### Excerpted text
○ ○ ○ ○ ○

As my father would say, that's better than a sharp stick in the eye, but we don't really need to research this subject further. These problems weren't invented in Texas, and social scientists have pretty much identified what's wrong with how police perform lineups and how to fix them. What's needed is legislative will to tell police they have to change their ways. That, the Senate did not do.
Here are some minimum standards that I wish the House would make mandatory in the bill instead of creating a study group:
Require that lineups and photo arrays be presented to victims or witnesses by a neutral officer who is not investigating the case and who does not know which person is the suspect. This is the equivalent of a double blind scientific test and dramatically improves accuracy.
Show photos or individuals to witnesses one at a time instead of as a group to avoid the implication that "one of them" is the offender.
Require the person showing the lineup or photo array to a witness to tell them the suspect may not be one of the people they see, and that the investigation will continue whether they identify someone or not.
There are other measures that would boost lineups' objectivity (see California's suggested best practices), but these three we know for sure are contributing to misidentifications in Texas. Why not require double-blind lineups and one-at-a-time photo arrays NOW, then study what else should be changed down the line in some future model policy?

○ ○ ○ ○ ○

### Questions on the material
1 – Do these statements agree with the text on police lineups? Answer yes or no for each, quoting the words from the text that decide it.
(a) The writer wants the House to create a study group rather than write mandatory standards into the bill.
(b) Having a neutral officer present lineups is compared to a double blind scientific test.
(c) The writer mentions that California has suggested best practices for lineups.
2 – Carry on the text on police lineups, starting after its final sentence.

### Dataset content
○ ○ ○ ○ ○

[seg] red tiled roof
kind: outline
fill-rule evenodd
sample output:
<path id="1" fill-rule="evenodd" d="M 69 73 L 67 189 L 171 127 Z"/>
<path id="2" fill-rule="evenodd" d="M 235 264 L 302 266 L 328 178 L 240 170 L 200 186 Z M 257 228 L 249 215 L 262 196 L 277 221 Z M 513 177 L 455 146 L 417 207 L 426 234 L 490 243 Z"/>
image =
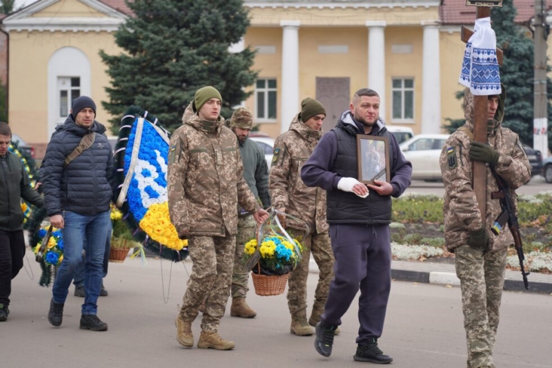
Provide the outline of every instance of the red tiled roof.
<path id="1" fill-rule="evenodd" d="M 513 0 L 518 10 L 515 23 L 525 23 L 535 16 L 535 0 Z M 546 0 L 546 9 L 552 8 L 552 0 Z M 442 24 L 470 24 L 475 21 L 475 7 L 466 6 L 466 0 L 443 0 L 440 9 Z"/>
<path id="2" fill-rule="evenodd" d="M 113 9 L 119 10 L 122 13 L 130 17 L 134 16 L 134 12 L 132 10 L 130 10 L 130 8 L 128 8 L 128 6 L 126 5 L 125 0 L 100 0 L 100 1 L 107 6 L 110 6 Z M 132 0 L 130 2 L 132 2 Z"/>

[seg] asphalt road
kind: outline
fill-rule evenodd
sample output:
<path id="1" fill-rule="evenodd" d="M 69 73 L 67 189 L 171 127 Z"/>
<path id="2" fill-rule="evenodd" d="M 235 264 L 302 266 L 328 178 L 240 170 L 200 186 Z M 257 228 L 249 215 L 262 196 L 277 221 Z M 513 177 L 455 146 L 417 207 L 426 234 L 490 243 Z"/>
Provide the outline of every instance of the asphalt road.
<path id="1" fill-rule="evenodd" d="M 529 183 L 519 188 L 516 192 L 518 195 L 535 195 L 549 191 L 552 191 L 552 184 L 547 183 L 542 176 L 535 175 Z M 405 193 L 435 194 L 442 197 L 444 195 L 444 186 L 442 182 L 429 182 L 423 180 L 413 180 L 412 184 Z"/>
<path id="2" fill-rule="evenodd" d="M 357 368 L 362 365 L 353 360 L 358 329 L 356 300 L 343 318 L 332 356 L 326 358 L 315 351 L 313 336 L 290 334 L 285 296 L 256 296 L 250 280 L 248 300 L 257 310 L 257 318 L 233 318 L 227 311 L 219 329 L 222 336 L 235 341 L 235 350 L 181 347 L 175 340 L 174 319 L 186 289 L 187 271 L 191 270 L 189 261 L 172 264 L 172 272 L 168 261 L 153 258 L 148 259 L 147 265 L 130 259 L 110 264 L 105 280 L 110 294 L 100 298 L 99 313 L 109 330 L 79 329 L 83 299 L 73 296 L 72 289 L 63 323 L 55 328 L 46 319 L 51 289 L 38 286 L 38 264 L 30 252 L 27 257 L 30 268 L 26 262 L 25 267 L 29 273 L 32 270 L 34 280 L 30 280 L 26 270 L 14 280 L 12 313 L 7 322 L 0 322 L 3 368 Z M 317 276 L 309 276 L 309 304 Z M 165 302 L 163 285 L 166 296 L 169 283 Z M 496 366 L 552 368 L 552 296 L 505 292 L 501 312 L 494 350 Z M 199 329 L 198 319 L 193 326 L 196 341 Z M 460 289 L 394 281 L 379 346 L 393 357 L 392 367 L 466 367 Z"/>

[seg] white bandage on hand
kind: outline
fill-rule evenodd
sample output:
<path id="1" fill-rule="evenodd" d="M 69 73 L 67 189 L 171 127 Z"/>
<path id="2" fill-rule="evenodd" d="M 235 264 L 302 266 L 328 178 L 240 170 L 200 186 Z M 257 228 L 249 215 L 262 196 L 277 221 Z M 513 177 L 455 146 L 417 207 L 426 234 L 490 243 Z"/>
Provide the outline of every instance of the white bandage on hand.
<path id="1" fill-rule="evenodd" d="M 353 191 L 353 187 L 357 185 L 357 184 L 362 184 L 362 183 L 361 183 L 354 177 L 342 177 L 337 182 L 337 188 L 341 191 L 343 191 L 344 192 L 355 193 Z M 366 193 L 365 195 L 359 195 L 358 194 L 357 194 L 357 195 L 358 195 L 362 198 L 366 198 L 366 197 L 368 197 L 368 193 Z"/>

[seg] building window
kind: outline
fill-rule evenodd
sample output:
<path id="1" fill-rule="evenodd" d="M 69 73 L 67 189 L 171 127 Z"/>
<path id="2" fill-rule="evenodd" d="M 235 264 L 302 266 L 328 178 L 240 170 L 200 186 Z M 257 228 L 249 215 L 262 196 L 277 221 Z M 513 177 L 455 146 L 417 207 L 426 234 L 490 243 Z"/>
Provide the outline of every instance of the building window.
<path id="1" fill-rule="evenodd" d="M 394 121 L 414 119 L 414 79 L 393 79 L 393 119 Z"/>
<path id="2" fill-rule="evenodd" d="M 276 79 L 257 79 L 255 99 L 257 119 L 276 119 Z"/>
<path id="3" fill-rule="evenodd" d="M 79 77 L 59 77 L 57 79 L 57 95 L 59 97 L 59 117 L 67 117 L 71 111 L 71 103 L 81 95 L 81 79 Z"/>

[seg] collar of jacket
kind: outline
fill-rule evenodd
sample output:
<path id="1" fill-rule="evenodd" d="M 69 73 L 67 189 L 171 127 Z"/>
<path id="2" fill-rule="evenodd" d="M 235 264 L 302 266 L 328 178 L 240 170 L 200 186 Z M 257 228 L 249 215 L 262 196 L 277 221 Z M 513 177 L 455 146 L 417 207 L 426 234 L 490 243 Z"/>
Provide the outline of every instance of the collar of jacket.
<path id="1" fill-rule="evenodd" d="M 341 118 L 335 126 L 344 129 L 352 135 L 366 134 L 364 133 L 364 126 L 355 120 L 355 118 L 353 117 L 353 114 L 351 113 L 349 110 L 346 110 L 342 113 Z M 387 128 L 385 127 L 385 122 L 381 117 L 378 117 L 376 124 L 372 127 L 372 130 L 370 132 L 369 135 L 379 135 L 380 133 L 386 130 L 387 130 Z"/>

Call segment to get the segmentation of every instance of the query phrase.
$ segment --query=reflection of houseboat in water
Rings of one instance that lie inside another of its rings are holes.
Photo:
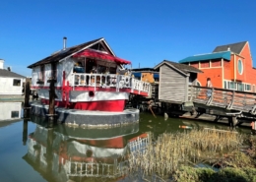
[[[138,148],[133,144],[138,139],[129,140],[128,135],[138,131],[138,123],[95,130],[63,125],[48,129],[36,125],[30,135],[24,159],[49,181],[90,178],[115,181],[128,173],[130,146],[133,151],[135,146]]]
[[[22,115],[22,102],[0,102],[0,120],[20,119]]]

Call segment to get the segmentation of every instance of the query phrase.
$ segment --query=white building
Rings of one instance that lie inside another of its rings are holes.
[[[0,121],[21,118],[22,102],[0,102]]]
[[[4,60],[0,59],[0,95],[23,94],[23,83],[26,77],[4,69]]]

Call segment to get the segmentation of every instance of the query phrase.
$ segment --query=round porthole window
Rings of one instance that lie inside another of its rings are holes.
[[[237,69],[238,69],[238,73],[240,75],[242,75],[242,72],[243,72],[243,66],[242,66],[242,60],[238,60],[238,63],[237,63]]]

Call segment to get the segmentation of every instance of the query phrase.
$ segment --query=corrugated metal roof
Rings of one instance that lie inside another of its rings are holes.
[[[180,64],[180,63],[175,63],[175,62],[172,62],[172,61],[167,61],[167,60],[164,60],[164,62],[166,62],[167,64],[171,64],[172,66],[174,66],[176,69],[179,69],[181,70],[182,72],[184,73],[203,73],[201,70],[193,67],[193,66],[188,66],[188,65],[185,65],[185,64]]]
[[[213,59],[225,59],[230,61],[230,51],[224,51],[224,52],[215,52],[210,54],[200,54],[189,56],[185,59],[179,61],[179,63],[189,63],[189,62],[196,62],[196,61],[204,61],[204,60],[213,60]]]
[[[234,52],[236,54],[240,54],[241,51],[242,51],[242,48],[244,47],[246,42],[247,41],[241,41],[241,42],[237,42],[237,43],[230,43],[230,44],[226,44],[226,45],[220,45],[220,46],[217,46],[213,52],[226,51],[229,48],[229,50],[231,52]]]
[[[43,64],[48,64],[48,63],[53,63],[53,62],[57,62],[57,61],[60,61],[61,59],[64,59],[65,57],[68,57],[69,55],[75,53],[75,52],[78,52],[80,50],[82,50],[83,48],[100,40],[102,38],[98,38],[98,39],[95,39],[95,40],[92,40],[92,41],[89,41],[89,42],[86,42],[86,43],[82,43],[82,44],[79,44],[79,45],[76,45],[76,46],[73,46],[73,47],[68,47],[66,48],[66,51],[59,51],[59,52],[56,52],[55,54],[53,55],[50,55],[40,61],[37,61],[30,66],[28,66],[28,68],[32,68],[34,66],[38,66],[38,65],[43,65]]]
[[[10,72],[8,70],[0,69],[0,77],[10,77],[10,78],[22,78],[25,79],[26,77],[19,75],[14,72]]]
[[[162,66],[163,64],[169,65],[170,67],[179,70],[180,72],[182,72],[183,74],[188,74],[188,73],[203,73],[201,70],[193,67],[193,66],[188,66],[186,64],[181,64],[181,63],[176,63],[173,61],[167,61],[167,60],[163,60],[162,62],[160,62],[160,64],[158,64],[157,66],[154,67],[154,69],[156,69],[157,71],[160,68],[160,66]]]

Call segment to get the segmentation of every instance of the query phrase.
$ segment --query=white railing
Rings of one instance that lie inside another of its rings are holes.
[[[150,93],[151,84],[134,79],[131,76],[116,75],[116,74],[73,74],[71,86],[73,87],[101,87],[101,88],[116,88],[131,89],[134,91],[145,91]]]

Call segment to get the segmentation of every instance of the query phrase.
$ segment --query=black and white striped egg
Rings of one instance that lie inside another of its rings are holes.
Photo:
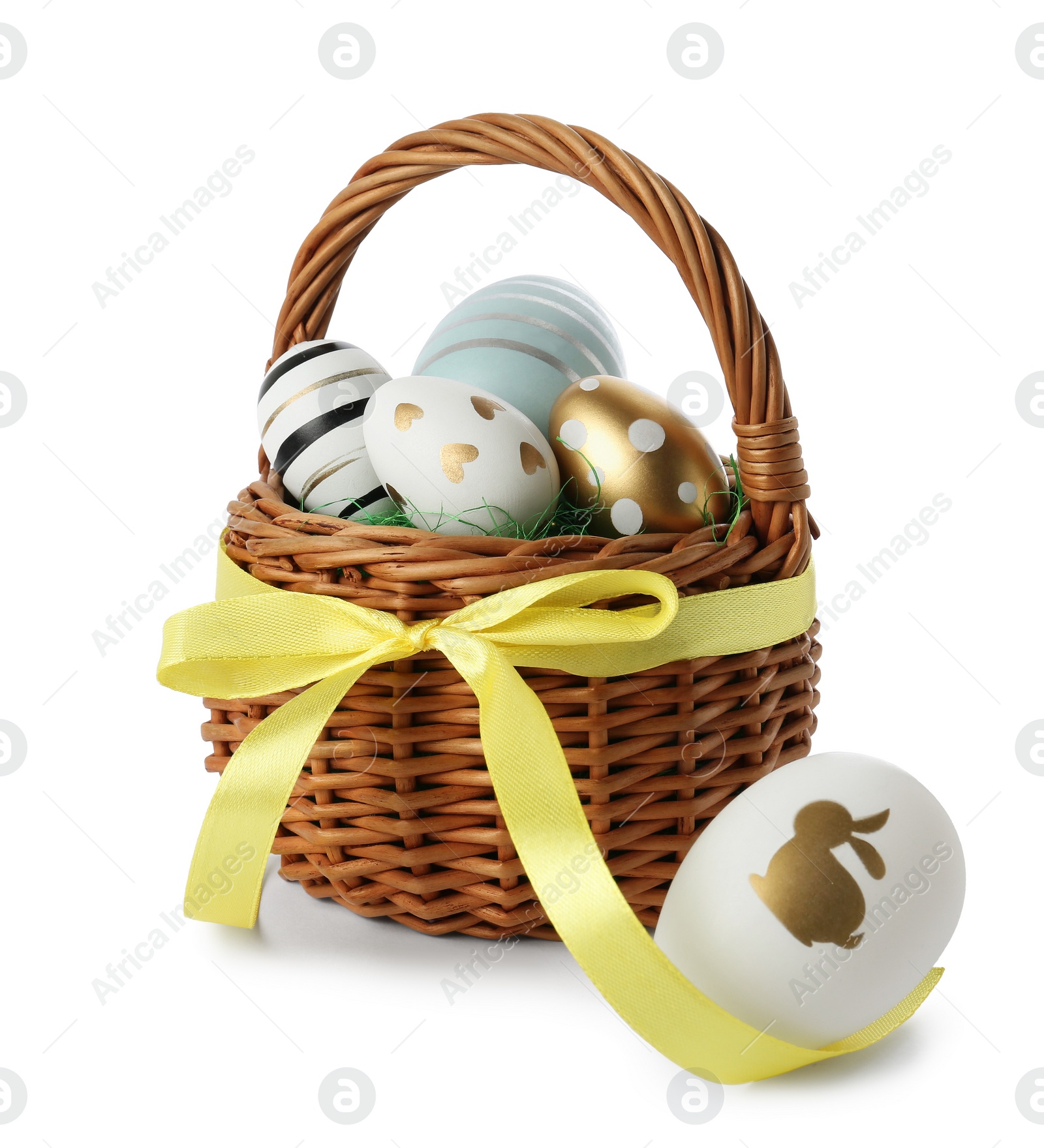
[[[363,413],[388,373],[338,339],[297,343],[271,365],[257,398],[264,452],[287,501],[340,518],[388,514],[395,504],[363,442]]]

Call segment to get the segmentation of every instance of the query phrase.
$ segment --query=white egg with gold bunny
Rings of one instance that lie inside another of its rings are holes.
[[[822,1048],[918,986],[964,895],[957,830],[919,781],[875,758],[818,753],[710,822],[655,939],[733,1016]]]
[[[558,464],[510,403],[454,379],[393,379],[370,400],[366,452],[388,495],[418,527],[516,536],[554,512]]]

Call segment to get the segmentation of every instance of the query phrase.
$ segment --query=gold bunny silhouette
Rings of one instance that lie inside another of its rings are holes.
[[[881,854],[853,833],[873,833],[891,810],[854,821],[836,801],[812,801],[798,809],[794,837],[776,851],[764,877],[752,872],[753,891],[776,920],[803,945],[833,941],[854,948],[863,939],[859,928],[866,900],[854,877],[832,850],[851,845],[866,871],[880,881],[884,876]]]

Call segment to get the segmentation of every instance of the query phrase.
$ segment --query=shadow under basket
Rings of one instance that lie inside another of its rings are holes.
[[[438,140],[438,142],[433,142]],[[444,618],[498,590],[582,569],[652,569],[682,596],[799,574],[815,525],[797,420],[775,346],[721,238],[676,188],[583,129],[541,117],[477,116],[394,144],[356,173],[291,272],[273,359],[326,333],[345,271],[384,211],[466,164],[529,163],[606,195],[676,265],[703,315],[735,412],[749,505],[728,529],[521,542],[303,513],[261,455],[260,481],[230,504],[227,553],[283,589],[334,595],[404,621]],[[385,550],[385,548],[393,548]],[[596,604],[621,608],[642,599]],[[818,622],[780,645],[626,677],[520,668],[550,716],[595,841],[645,925],[687,851],[745,786],[809,753]],[[242,738],[294,693],[207,698],[221,773]],[[525,739],[525,729],[518,730]],[[312,897],[419,932],[558,939],[529,885],[486,770],[474,695],[438,652],[374,666],[341,700],[302,770],[272,851]]]

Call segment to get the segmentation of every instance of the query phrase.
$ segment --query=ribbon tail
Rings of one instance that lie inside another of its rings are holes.
[[[312,745],[355,681],[374,662],[395,657],[400,645],[385,642],[359,654],[243,738],[200,829],[185,886],[186,917],[253,929],[269,850]]]
[[[823,1049],[778,1040],[725,1011],[671,963],[625,900],[536,695],[488,639],[447,629],[435,641],[479,699],[487,768],[534,895],[606,1001],[675,1064],[724,1084],[778,1076],[873,1044],[930,992],[938,970],[873,1025]]]

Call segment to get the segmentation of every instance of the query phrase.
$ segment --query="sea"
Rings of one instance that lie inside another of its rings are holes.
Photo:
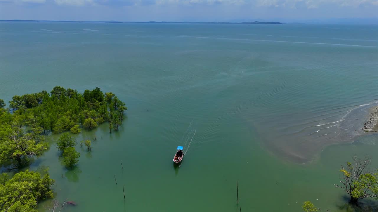
[[[49,169],[57,199],[77,204],[64,211],[368,211],[333,184],[355,155],[378,166],[362,129],[378,106],[378,24],[0,22],[0,98],[56,86],[128,108],[118,131],[73,135],[93,141],[73,169],[59,135],[25,168]]]

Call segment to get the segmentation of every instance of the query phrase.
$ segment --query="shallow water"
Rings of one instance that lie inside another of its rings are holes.
[[[98,86],[129,108],[118,132],[77,136],[97,140],[91,152],[77,146],[74,170],[56,135],[31,165],[48,167],[57,197],[77,203],[67,211],[239,211],[237,180],[243,210],[300,211],[310,200],[344,211],[332,184],[340,163],[376,157],[376,137],[357,137],[377,103],[377,24],[9,22],[0,38],[6,101]]]

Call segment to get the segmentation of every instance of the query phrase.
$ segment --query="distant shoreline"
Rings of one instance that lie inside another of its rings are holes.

○ ○ ○ ○ ○

### Answers to the exercise
1 –
(a) No: "I wish the House would make mandatory in the bill instead of creating a study group"
(b) Yes: "This is the equivalent of a double blind scientific test"
(c) Yes: "see California's suggested best practices"

2 –
So far the Lege has done little in 2007 besides Ellis' three bills to address the rash of recently discovered wrongful convictions. If those are all the 80th Legislature is going to pass, I hope the House Criminal Jurisprudence Committee beefs up that one aspect of Ellis' "innocence" package. It's not only good public policy, it would help save DAs like Craig Watkins the trouble and embarrassment of having to release more innocent people down the line.
2 comments:
After innocent people start suing the governments behind these self serving pigs, will the citizen taxpayers have those wrongful convictions presented as a campaign issue? Will it change the dynamic of DAs boasting about 98% conviction rates - necessarily predicated on fudging the evidence? Will there be incentives to not skew the evidence towards conviction and focus on finding the truth? Somehow I doubt that it will happen in Texas.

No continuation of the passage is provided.